My friends and I have been talking today about Apple's announcement of their new Macbook Pro line. I personally own an Apple TV, Ipad mini, Macbook Pro, and an iPhone. I was definitely looking forward to see what Apple was going to come out with the new Macbook Pro line. My thoughts on the announcement aside, it seemed to me like the overwhelming majority of users on Reddit didn't come away very impressed with the announcements Apple made in regards to the new Macbook Pro. I thought this would be a good opportunity to play with Reddit's API and to try out some rudimentary sentiment analysis.
To talk to Reddit, I'm using the aptly named, PRAW library. PRAW stands for the Python Reddit Api Wrapper. Nice.
Now for the sentiment analysis, I'm going to use the TextBlob library. TextBlob is a library that provides an easy to use interface for a lot of common natural language processing tasks.
To begin, we instantiate praw's Reddit class with an appropriate user agent. Be careful how you define your user agent. Doing so incorrectly can get you banned according to Reddit. Fortunately, writing a user agent isn't hard at all. You can find the official documentation on how to do so on the Reddit API wiki page.
As of this writing, the format should look something like this (taken from the aformentioned wiki):
<platform>:<app ID>:<version string> (by /u/<reddit username>)
Example:
User-Agent: android:com.example.myredditapp:v1.2.3 (by /u/kemitche)
import praw
# I saved my user agent string in a local file
# since one should use their own
with open('./.user_agent') as f:
user_agent = f.read()
# instantiate Reddit connection class
r = praw.Reddit(user_agent=user_agent)
# let's get the current top 10 submissions
# since praw interacts with reddit lazily, we wrap the method
# call in a list
submissions = list(r.get_subreddit('apple').get_hot(limit=10))

#### Complete the following:
1/ According to the Reddit sentiment post, what does the name PRAW stand for?
2/ Rewrite the Reddit sentiment post's passage starting at "As of this writing, the" and ending at "android:com.example.myredditapp:v1.2.3 (by /u/kemitche)", swapping "android" for "ios".
Answer from the Reddit sentiment post alone.

#### Data provided:
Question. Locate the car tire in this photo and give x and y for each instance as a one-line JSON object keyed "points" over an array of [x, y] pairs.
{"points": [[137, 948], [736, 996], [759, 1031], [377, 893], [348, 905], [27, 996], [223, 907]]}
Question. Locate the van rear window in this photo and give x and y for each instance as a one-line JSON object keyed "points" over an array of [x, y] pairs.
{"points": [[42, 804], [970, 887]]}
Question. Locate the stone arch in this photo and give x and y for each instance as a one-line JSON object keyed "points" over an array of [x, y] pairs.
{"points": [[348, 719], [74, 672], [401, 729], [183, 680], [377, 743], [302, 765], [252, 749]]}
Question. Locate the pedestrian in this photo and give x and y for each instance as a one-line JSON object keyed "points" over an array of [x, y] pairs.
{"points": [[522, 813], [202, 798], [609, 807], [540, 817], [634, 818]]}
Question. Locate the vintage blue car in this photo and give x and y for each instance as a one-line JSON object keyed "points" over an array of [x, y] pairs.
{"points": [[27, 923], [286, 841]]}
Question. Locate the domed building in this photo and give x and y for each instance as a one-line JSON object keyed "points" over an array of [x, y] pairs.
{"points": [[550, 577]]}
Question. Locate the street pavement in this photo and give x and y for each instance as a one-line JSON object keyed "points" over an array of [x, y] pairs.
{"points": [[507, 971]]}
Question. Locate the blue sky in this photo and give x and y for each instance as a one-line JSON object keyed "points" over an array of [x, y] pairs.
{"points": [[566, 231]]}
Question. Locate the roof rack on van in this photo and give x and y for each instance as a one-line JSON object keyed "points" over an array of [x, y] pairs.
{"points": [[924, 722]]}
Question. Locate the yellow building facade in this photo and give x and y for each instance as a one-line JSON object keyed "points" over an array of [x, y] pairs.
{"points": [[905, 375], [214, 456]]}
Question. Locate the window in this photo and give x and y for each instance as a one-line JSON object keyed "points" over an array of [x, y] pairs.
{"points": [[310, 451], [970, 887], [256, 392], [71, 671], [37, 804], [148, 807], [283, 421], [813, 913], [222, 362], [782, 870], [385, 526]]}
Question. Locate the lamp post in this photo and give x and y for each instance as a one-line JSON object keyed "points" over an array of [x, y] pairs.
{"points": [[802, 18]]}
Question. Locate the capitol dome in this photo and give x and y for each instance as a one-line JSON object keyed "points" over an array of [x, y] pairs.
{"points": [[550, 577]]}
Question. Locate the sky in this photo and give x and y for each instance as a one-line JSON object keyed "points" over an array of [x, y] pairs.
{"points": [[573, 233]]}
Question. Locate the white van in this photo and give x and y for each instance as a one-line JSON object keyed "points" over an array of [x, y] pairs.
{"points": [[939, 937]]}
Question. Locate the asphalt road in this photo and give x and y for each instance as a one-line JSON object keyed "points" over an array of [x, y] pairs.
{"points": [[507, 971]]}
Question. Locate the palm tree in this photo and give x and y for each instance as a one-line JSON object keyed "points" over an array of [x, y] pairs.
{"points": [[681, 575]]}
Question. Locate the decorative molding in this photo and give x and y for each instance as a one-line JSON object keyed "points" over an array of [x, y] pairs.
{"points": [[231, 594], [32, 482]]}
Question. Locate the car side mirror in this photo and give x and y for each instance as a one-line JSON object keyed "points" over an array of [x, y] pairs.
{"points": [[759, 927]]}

...

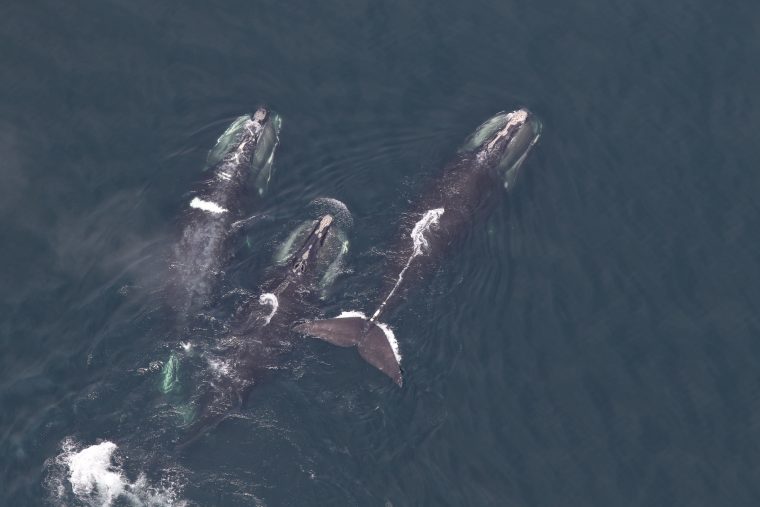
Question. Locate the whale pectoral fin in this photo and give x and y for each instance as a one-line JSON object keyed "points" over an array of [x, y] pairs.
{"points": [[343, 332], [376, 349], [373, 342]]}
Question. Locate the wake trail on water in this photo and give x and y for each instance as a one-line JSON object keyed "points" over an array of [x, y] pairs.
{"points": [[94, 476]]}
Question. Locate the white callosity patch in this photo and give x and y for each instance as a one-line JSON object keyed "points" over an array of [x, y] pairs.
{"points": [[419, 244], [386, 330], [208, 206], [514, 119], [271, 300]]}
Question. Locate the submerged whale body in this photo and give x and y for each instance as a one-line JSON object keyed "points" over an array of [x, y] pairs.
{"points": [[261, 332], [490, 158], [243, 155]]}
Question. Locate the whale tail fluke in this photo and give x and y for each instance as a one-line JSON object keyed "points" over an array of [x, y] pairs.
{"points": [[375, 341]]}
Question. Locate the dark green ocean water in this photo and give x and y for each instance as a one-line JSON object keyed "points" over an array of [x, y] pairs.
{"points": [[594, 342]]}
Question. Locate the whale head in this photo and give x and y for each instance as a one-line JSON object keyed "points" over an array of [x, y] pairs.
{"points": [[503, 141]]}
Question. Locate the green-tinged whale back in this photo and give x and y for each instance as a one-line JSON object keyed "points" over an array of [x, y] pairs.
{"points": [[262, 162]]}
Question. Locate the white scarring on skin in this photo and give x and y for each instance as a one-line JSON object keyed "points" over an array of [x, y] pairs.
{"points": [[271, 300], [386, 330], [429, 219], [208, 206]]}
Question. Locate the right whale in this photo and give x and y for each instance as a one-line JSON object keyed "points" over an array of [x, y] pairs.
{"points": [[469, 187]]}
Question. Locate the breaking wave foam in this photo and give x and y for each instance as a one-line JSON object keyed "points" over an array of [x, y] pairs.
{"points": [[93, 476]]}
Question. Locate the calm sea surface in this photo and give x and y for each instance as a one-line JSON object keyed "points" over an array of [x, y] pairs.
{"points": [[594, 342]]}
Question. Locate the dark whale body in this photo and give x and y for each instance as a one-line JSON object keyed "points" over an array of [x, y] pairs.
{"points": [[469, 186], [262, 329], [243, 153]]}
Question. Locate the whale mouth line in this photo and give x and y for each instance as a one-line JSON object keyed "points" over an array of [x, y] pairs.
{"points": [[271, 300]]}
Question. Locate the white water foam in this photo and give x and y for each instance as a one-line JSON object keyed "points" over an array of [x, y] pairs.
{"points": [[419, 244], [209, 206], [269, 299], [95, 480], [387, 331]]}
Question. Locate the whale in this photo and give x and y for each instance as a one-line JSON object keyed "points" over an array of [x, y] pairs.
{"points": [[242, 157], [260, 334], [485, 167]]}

#### Results in order:
1/ Python Reddit Api Wrapper

2/
As of this writing, the format should look something like this (taken from the aformentioned wiki):
<platform>:<app ID>:<version string> (by /u/<reddit username>)
Example:
User-Agent: ios:com.example.myredditapp:v1.2.3 (by /u/kemitche)